• **TEXTO FORNECIDO**
Percussionistas do bloco Ilu Obá de Min, durante apresentação na Barra Funda, zona oeste de São Paulo - Adriano Vizoni/Folhapress

O nome do bloco significa, em iorubá, "mãos femininas que tocam tambor para Xangô". A bateria é formada por 400 mulheres. Cantos e batuques são entoados em reverência à cultura negra e à afro-brasileira. Entre ritmos que passeiam pelo maracatu, pelo coco e pelo jongo, integrantes do cortejo desfilam vestidos de orixás.

A diretora artística do grupo, Mafalda Pequenino, 46, enxerga o espetáculo como uma "ópera negra popular". No colorido de seus trajes, na magia dos seus tambores, a apresentação desperta uma espécie de catarse na plateia.

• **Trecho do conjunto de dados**
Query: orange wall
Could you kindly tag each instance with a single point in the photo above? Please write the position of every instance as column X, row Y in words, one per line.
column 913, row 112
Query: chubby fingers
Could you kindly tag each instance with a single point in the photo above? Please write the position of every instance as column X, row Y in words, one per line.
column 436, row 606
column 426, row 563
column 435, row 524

• **TAREFAS A CUMPRIR**
• a. Reproduza integralmente o texto sobre o bloco Ilu Obá de Min.
• b. Identifique e copie todas as linhas das entradas que contêm a palavra "column".

• **LISTA DE RESPOSTAS**
• a.
Percussionistas do bloco Ilu Obá de Min, durante apresentação na Barra Funda, zona oeste de São Paulo - Adriano Vizoni/Folhapress

O nome do bloco significa, em iorubá, "mãos femininas que tocam tambor para Xangô". A bateria é formada por 400 mulheres. Cantos e batuques são entoados em reverência à cultura negra e à afro-brasileira. Entre ritmos que passeiam pelo maracatu, pelo coco e pelo jongo, integrantes do cortejo desfilam vestidos de orixás.

A diretora artística do grupo, Mafalda Pequenino, 46, enxerga o espetáculo como uma "ópera negra popular". No colorido de seus trajes, na magia dos seus tambores, a apresentação desperta uma espécie de catarse na plateia.

• b.
Could you kindly tag each instance with a single point in the photo above? Please write the position of every instance as column X, row Y in words, one per line.
column 913, row 112
Could you kindly tag each instance with a single point in the photo above? Please write the position of every instance as column X, row Y in words, one per line.
column 436, row 606
column 426, row 563
column 435, row 524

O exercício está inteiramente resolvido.